Excerpt to read:
══════════════════════════════

Priority is claimed to German Patent Application No. DE 10 2013 000 514.0, filed on Jan. 15, 2013, the entire disclosure of which is hereby incorporated by reference herein.

FIELD

The invention relates to a sealing arrangement, comprising a double seal for sealing two chambers which are to be sealed off from one another and are each filled with a medium to be sealed, the double seal comprising two sealing rings which are arranged at the end face on both sides of the double seal, each sealing ring having at least one dynamically stressed sealing lip, the sealing lips, arranged closest axially next to one another, of the first sealing ring and of the second sealing ring being arranged with an axial distance from one another and the sealing lips contacting in a sealing manner a surface, to be sealed, of a first machine element which can be moved backwards and forwards in a translatory manner with a stroke.

BACKGROUND

A sealing arrangement is known from EP 2 067 996 A1. This previously known sealing arrangement is used in a reciprocating fuel pump. In the axial direction, the double seal is very short, the stroke of the piston rod to be sealed being greater than the axial distance between the sealing lips of the first and second sealing rings.

In the dynamic sealing of the piston rod by the sealing lips, a small amount of the medium to be sealed is always carried through under the respective sealing lip. This small amount of medium to be sealed is required for the lubrication of the sealing lips on the piston rod to prevent undesirable extensive wear of the sealing lips and to ensure use characteristics which remain consistently good as far as possible during a long service life.

══════════════════════════════

Point annotations for photos

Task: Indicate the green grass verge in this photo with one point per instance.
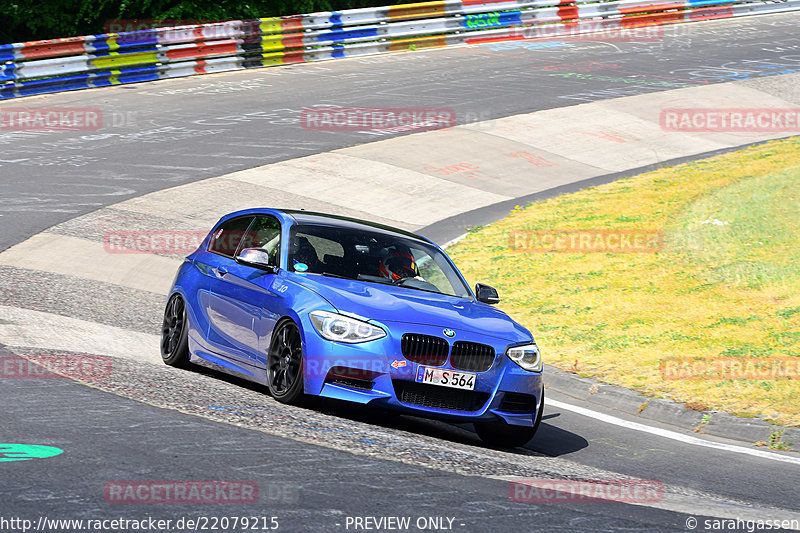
(725, 284)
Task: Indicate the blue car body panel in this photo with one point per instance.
(233, 309)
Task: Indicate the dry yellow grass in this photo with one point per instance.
(714, 290)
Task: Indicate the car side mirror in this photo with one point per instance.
(256, 258)
(486, 294)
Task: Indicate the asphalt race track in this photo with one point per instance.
(317, 468)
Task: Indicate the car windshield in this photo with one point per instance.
(374, 257)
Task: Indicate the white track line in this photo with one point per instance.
(674, 435)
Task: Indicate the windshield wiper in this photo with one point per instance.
(332, 275)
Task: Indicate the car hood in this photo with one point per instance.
(387, 303)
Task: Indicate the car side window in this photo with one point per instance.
(228, 235)
(265, 233)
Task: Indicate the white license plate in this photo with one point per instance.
(446, 378)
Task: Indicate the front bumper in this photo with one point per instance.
(378, 374)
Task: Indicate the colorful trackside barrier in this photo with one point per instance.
(39, 67)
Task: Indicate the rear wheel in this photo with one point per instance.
(505, 435)
(175, 333)
(285, 364)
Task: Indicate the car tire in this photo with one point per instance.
(175, 333)
(504, 435)
(285, 364)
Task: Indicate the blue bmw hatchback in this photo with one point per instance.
(322, 305)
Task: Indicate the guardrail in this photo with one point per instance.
(39, 67)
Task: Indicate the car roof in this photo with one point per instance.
(326, 219)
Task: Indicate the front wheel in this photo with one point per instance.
(285, 364)
(175, 333)
(505, 435)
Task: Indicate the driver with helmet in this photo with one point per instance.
(398, 263)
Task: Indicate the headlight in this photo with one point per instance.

══════════════════════════════

Tasks to complete:
1. Answer these questions from the patent excerpt on sealing arrangements:
(a) Which application is priority claimed to, and when was it filed?
(b) In what device is the sealing arrangement from EP 2 067 996 A1 used?
(c) What is the small amount of medium carried under the sealing lips required for?
2. Continue the patent excerpt on sealing arrangements from the point where it stops.
The rows are separate material, unrelated to the patent excerpt on sealing arrangements.

Answers to each task:
1.
(a) German Patent Application No. DE 10 2013 000 514.0, filed on Jan. 15, 2013.
(b) A reciprocating fuel pump.
(c) It lubricates the sealing lips on the piston rod. This prevents undesirable extensive wear of the lips and keeps use characteristics consistently good over a long service life.

2.
Due to the only very small axial distance between the sealing lips and the relatively great stroke of the piston rod, the media, to be sealed off from one another, are undesirably mixed together in the chambers to be respectively sealed when the sealing arrangement is used as intended. This undesirable intermixing of the media to be sealed is due to the fact that the surface, to be sealed, of the piston rod entrains the media which are to be sealed and are used in each case for lubricating the respective sealing lip, past the respective other sealing lip into the respective other chamber to be sealed due to the relatively great stroke, compared to the axial distance. This is very disadvantageous in particular for a sealing arrangement in a fuel pump and when the media to be sealed off from one another are engine oil and fuel. For example, if fuel is entrained into the engine oil, it dilutes the engine oil. This can lead to oil film breaks in the engine bearings, to a relatively high friction as a result thereof and to engine failure. Conversely, the entrainment of engine oil into the fuel can damage the injection system. Carbonisation can occur at the injection nozzles, as a result of which the efficiency of the injection system is reduced. This can also entail the malfunction of one or more injection nozzles.

SUMMARY

In an embodiment, the present invention provides a sealing arrangement including a double seal for sealing two chambers which are to be sealed off from one another and are each filled with a medium to be sealed. The double seal includes a first sealing ring disposed at an end face on a first side of the double seal and a second sealing ring disposed at an end face on a second side of the double seal. Each of the sealing rings has at least one dynamically stressed sealing lip contacting a surface to be sealed of a first machine element in a sealing manner. The sealing lips are arranged such that there is an axial distance between the sealing lips of the first and second sealing rings that are axially closest to one another. The first machine element is movable backwards and forwards in a translatory manner with a stroke, wherein the axial distance is greater than the stroke of the first machine element.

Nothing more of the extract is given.